**TASKS FOR THIS EXERCISE:**
• A. From the blog excerpt about football on television, list everything Zach Dundas says he fears for if he ever subscribed to a specialty channel.
• B. Write the next part of the blog excerpt about football on television, picking up right after its final line.

**SOURCE EXCERPT:**
-------

It's driving me crazy. I've only got a few old matches on tape and I keep watching them over and over. When I can't sleep at night I have long conversations in my head with utter strangers about football. I'm spending most of my time composing a rationalization so smooth that it will allow me without guilt (or with guilt, I don't care) to invest in (INVEST in. Did you catch that?) Fox Soccer Channel even though I have no job and, at this moment, no prospects. I have only a few more weeks before Premiership starts, so I'd better get back to it...

Zach Dundas said...

I somehow survive in an ESPN-, FSC- and GolTV-free household, and I literally fear what could happen—to my life, my work, my marriage, my soul—if I ever subscribed to either of the specialty channels. Considering that I once happily zoned out at 1 am to a Fox Sports World reshowing of a Thai league game, the results would likely not be pretty.

At the same time...La Liga? Hmm.

Derek said...

Knowing that GOL aired La Liga, and Barcelona games in particular, put me over the top. Now I feel I'm doomed. DOOMED! But I'm looking forward to watching Villarreal as well. Oh yeah, I'm doomed.

Lisa said...

-------

**PROVIDED MATERIAL:**
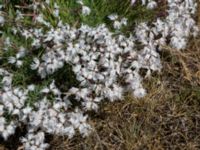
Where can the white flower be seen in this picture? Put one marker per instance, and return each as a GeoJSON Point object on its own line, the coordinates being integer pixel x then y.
{"type": "Point", "coordinates": [139, 93]}
{"type": "Point", "coordinates": [113, 17]}
{"type": "Point", "coordinates": [2, 20]}
{"type": "Point", "coordinates": [152, 5]}
{"type": "Point", "coordinates": [12, 60]}
{"type": "Point", "coordinates": [35, 64]}
{"type": "Point", "coordinates": [31, 87]}
{"type": "Point", "coordinates": [86, 10]}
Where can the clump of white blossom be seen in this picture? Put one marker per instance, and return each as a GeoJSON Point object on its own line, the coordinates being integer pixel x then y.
{"type": "Point", "coordinates": [106, 66]}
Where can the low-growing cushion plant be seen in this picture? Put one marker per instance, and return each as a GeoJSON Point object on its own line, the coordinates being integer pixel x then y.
{"type": "Point", "coordinates": [60, 59]}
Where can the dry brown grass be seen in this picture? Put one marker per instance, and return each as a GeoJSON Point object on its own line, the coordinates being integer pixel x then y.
{"type": "Point", "coordinates": [168, 118]}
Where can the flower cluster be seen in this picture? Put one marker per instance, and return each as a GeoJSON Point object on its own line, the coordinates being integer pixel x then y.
{"type": "Point", "coordinates": [106, 65]}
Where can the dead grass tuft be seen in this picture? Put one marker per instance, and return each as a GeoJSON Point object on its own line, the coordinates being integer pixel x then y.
{"type": "Point", "coordinates": [168, 118]}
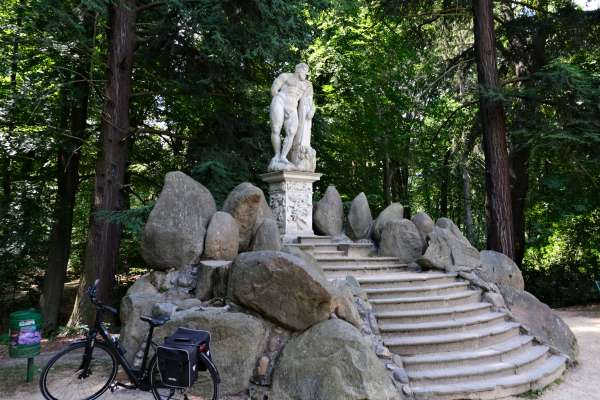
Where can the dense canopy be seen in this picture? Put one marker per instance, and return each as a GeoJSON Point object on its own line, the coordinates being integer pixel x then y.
{"type": "Point", "coordinates": [400, 116]}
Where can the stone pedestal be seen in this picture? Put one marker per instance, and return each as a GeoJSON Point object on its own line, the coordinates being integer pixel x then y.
{"type": "Point", "coordinates": [290, 198]}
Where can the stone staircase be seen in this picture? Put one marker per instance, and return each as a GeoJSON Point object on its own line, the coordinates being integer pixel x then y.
{"type": "Point", "coordinates": [453, 344]}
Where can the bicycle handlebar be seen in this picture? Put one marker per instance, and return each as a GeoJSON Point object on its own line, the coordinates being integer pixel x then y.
{"type": "Point", "coordinates": [91, 291]}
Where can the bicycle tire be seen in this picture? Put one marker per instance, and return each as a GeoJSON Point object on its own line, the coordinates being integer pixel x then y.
{"type": "Point", "coordinates": [68, 385]}
{"type": "Point", "coordinates": [206, 391]}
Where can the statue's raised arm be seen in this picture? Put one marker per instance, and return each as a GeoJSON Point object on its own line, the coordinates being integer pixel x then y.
{"type": "Point", "coordinates": [290, 106]}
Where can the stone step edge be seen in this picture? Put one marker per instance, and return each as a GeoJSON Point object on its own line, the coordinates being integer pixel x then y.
{"type": "Point", "coordinates": [456, 356]}
{"type": "Point", "coordinates": [425, 299]}
{"type": "Point", "coordinates": [512, 363]}
{"type": "Point", "coordinates": [455, 323]}
{"type": "Point", "coordinates": [553, 365]}
{"type": "Point", "coordinates": [356, 259]}
{"type": "Point", "coordinates": [417, 288]}
{"type": "Point", "coordinates": [410, 277]}
{"type": "Point", "coordinates": [433, 311]}
{"type": "Point", "coordinates": [451, 337]}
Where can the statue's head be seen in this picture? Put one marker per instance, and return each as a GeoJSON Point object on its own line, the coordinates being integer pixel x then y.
{"type": "Point", "coordinates": [302, 71]}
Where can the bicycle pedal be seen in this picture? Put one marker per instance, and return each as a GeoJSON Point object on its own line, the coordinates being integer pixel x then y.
{"type": "Point", "coordinates": [114, 386]}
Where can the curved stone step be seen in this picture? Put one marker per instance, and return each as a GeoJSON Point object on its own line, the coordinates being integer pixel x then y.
{"type": "Point", "coordinates": [456, 359]}
{"type": "Point", "coordinates": [358, 270]}
{"type": "Point", "coordinates": [475, 339]}
{"type": "Point", "coordinates": [513, 365]}
{"type": "Point", "coordinates": [433, 314]}
{"type": "Point", "coordinates": [430, 290]}
{"type": "Point", "coordinates": [408, 279]}
{"type": "Point", "coordinates": [534, 379]}
{"type": "Point", "coordinates": [327, 253]}
{"type": "Point", "coordinates": [315, 239]}
{"type": "Point", "coordinates": [427, 302]}
{"type": "Point", "coordinates": [442, 327]}
{"type": "Point", "coordinates": [360, 261]}
{"type": "Point", "coordinates": [315, 247]}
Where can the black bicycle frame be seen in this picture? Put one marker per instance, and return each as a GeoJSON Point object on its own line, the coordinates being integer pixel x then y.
{"type": "Point", "coordinates": [140, 378]}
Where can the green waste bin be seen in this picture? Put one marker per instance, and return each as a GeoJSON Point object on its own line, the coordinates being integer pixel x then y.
{"type": "Point", "coordinates": [25, 337]}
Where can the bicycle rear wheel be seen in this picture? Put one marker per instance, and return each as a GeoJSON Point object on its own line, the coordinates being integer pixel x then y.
{"type": "Point", "coordinates": [205, 388]}
{"type": "Point", "coordinates": [63, 378]}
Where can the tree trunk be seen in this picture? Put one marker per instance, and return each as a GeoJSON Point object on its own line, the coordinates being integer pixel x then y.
{"type": "Point", "coordinates": [500, 224]}
{"type": "Point", "coordinates": [444, 184]}
{"type": "Point", "coordinates": [387, 179]}
{"type": "Point", "coordinates": [102, 249]}
{"type": "Point", "coordinates": [7, 159]}
{"type": "Point", "coordinates": [520, 151]}
{"type": "Point", "coordinates": [69, 155]}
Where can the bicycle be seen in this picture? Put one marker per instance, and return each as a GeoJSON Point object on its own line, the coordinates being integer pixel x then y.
{"type": "Point", "coordinates": [87, 368]}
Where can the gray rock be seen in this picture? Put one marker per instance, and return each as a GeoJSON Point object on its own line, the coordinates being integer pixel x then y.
{"type": "Point", "coordinates": [494, 299]}
{"type": "Point", "coordinates": [423, 222]}
{"type": "Point", "coordinates": [498, 268]}
{"type": "Point", "coordinates": [247, 204]}
{"type": "Point", "coordinates": [401, 238]}
{"type": "Point", "coordinates": [134, 330]}
{"type": "Point", "coordinates": [212, 279]}
{"type": "Point", "coordinates": [267, 237]}
{"type": "Point", "coordinates": [304, 255]}
{"type": "Point", "coordinates": [393, 212]}
{"type": "Point", "coordinates": [342, 303]}
{"type": "Point", "coordinates": [237, 341]}
{"type": "Point", "coordinates": [331, 361]}
{"type": "Point", "coordinates": [448, 249]}
{"type": "Point", "coordinates": [540, 320]}
{"type": "Point", "coordinates": [222, 237]}
{"type": "Point", "coordinates": [143, 285]}
{"type": "Point", "coordinates": [164, 310]}
{"type": "Point", "coordinates": [359, 218]}
{"type": "Point", "coordinates": [281, 287]}
{"type": "Point", "coordinates": [174, 233]}
{"type": "Point", "coordinates": [328, 215]}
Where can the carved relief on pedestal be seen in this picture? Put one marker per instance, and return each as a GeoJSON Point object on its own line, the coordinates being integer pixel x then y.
{"type": "Point", "coordinates": [290, 198]}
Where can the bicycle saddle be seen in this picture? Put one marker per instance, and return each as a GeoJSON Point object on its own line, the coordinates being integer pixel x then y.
{"type": "Point", "coordinates": [154, 321]}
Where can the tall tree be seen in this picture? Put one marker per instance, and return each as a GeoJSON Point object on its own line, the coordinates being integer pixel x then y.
{"type": "Point", "coordinates": [500, 224]}
{"type": "Point", "coordinates": [102, 249]}
{"type": "Point", "coordinates": [67, 170]}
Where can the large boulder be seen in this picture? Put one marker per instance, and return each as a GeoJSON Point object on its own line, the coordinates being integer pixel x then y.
{"type": "Point", "coordinates": [237, 341]}
{"type": "Point", "coordinates": [400, 238]}
{"type": "Point", "coordinates": [134, 330]}
{"type": "Point", "coordinates": [267, 237]}
{"type": "Point", "coordinates": [423, 222]}
{"type": "Point", "coordinates": [360, 219]}
{"type": "Point", "coordinates": [540, 320]}
{"type": "Point", "coordinates": [222, 237]}
{"type": "Point", "coordinates": [247, 204]}
{"type": "Point", "coordinates": [393, 212]}
{"type": "Point", "coordinates": [328, 215]}
{"type": "Point", "coordinates": [213, 276]}
{"type": "Point", "coordinates": [342, 303]}
{"type": "Point", "coordinates": [498, 268]}
{"type": "Point", "coordinates": [331, 361]}
{"type": "Point", "coordinates": [174, 234]}
{"type": "Point", "coordinates": [281, 287]}
{"type": "Point", "coordinates": [448, 249]}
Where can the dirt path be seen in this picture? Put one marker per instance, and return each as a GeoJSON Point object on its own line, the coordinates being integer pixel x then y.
{"type": "Point", "coordinates": [578, 384]}
{"type": "Point", "coordinates": [582, 382]}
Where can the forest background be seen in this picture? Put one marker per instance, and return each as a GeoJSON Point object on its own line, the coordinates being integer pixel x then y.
{"type": "Point", "coordinates": [398, 118]}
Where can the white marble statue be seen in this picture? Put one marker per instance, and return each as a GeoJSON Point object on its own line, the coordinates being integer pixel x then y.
{"type": "Point", "coordinates": [292, 108]}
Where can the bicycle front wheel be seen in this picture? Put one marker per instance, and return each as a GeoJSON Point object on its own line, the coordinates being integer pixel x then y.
{"type": "Point", "coordinates": [66, 378]}
{"type": "Point", "coordinates": [205, 388]}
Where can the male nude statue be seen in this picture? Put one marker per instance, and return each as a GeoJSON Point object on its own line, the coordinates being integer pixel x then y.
{"type": "Point", "coordinates": [287, 91]}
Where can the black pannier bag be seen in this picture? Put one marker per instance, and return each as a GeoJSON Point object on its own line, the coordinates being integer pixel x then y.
{"type": "Point", "coordinates": [178, 358]}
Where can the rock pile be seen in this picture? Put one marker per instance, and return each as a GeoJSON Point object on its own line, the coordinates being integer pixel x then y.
{"type": "Point", "coordinates": [275, 320]}
{"type": "Point", "coordinates": [280, 329]}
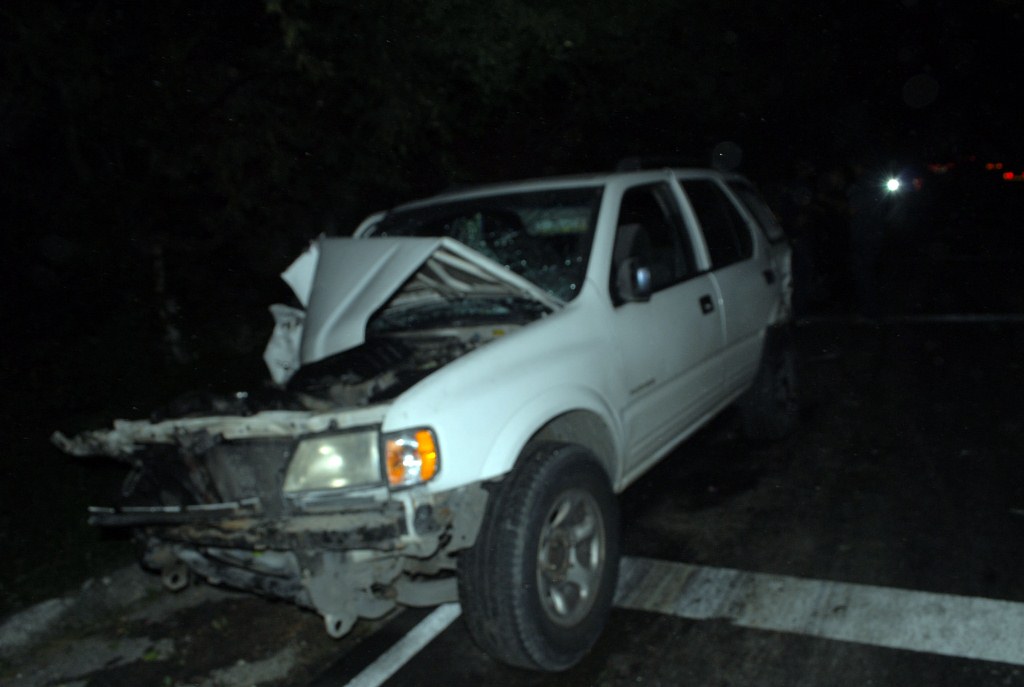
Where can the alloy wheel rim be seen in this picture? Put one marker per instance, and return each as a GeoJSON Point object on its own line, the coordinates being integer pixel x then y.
{"type": "Point", "coordinates": [570, 557]}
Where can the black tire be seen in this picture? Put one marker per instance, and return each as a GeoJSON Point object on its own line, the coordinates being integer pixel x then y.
{"type": "Point", "coordinates": [770, 409]}
{"type": "Point", "coordinates": [524, 614]}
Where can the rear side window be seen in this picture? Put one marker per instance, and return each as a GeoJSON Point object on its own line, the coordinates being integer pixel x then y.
{"type": "Point", "coordinates": [726, 233]}
{"type": "Point", "coordinates": [762, 213]}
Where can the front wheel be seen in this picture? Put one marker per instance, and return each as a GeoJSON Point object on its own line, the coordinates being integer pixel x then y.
{"type": "Point", "coordinates": [538, 585]}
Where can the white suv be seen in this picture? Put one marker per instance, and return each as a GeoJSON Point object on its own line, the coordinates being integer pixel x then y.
{"type": "Point", "coordinates": [468, 382]}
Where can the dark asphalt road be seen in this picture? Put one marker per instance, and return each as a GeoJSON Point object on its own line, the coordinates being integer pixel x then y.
{"type": "Point", "coordinates": [906, 474]}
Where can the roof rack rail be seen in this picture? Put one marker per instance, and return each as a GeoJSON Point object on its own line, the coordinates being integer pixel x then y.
{"type": "Point", "coordinates": [640, 162]}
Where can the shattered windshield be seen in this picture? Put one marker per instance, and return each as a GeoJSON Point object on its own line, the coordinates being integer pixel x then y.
{"type": "Point", "coordinates": [543, 235]}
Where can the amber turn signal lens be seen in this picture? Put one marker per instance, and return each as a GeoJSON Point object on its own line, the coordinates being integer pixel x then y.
{"type": "Point", "coordinates": [411, 458]}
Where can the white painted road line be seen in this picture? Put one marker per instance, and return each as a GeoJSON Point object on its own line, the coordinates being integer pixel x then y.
{"type": "Point", "coordinates": [941, 624]}
{"type": "Point", "coordinates": [391, 660]}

-------

**RESPONSES TO THE EXERCISE:**
• A. his life, his work, his marriage, his soul

• B.
A word about Cristiano Ronaldo: I admit that some of us have been casting the boy as scapegoat (and having some fun doing it, I might add). I will even, grudgingly, if pushed to the wall, admit that this might be a trifle unfair. My only defense (beyond a sad lack of emotional maturity) is that when a fellow goes so far and so constantly out of his way to make himself detestable, some of us are going to be more than willing to take him up on it. I'm not advocating itching powder in his knickers or anything. Although maybe if he were roundly hissed every time he touched the ball? For, oh, say, the rest of his career? Lovely! Think of it as character-building.

Lynda said...

The sole reason we got cable was for the soccer. Though I have to admit some relief mingled with my regret at the end of World Cup, due to the fact that there were actually some other things in my life I desperately needed to attend to, I have since found myself mesmerized in front of live matches from Ecuador and Colombia.

Hm, perhaps there is a soccer blogger soiree in our future.

As for Cristiano Ronaldo, he is a player I disliked from the moment I laid eyes on him. I will gladly hiss him from here to eternity.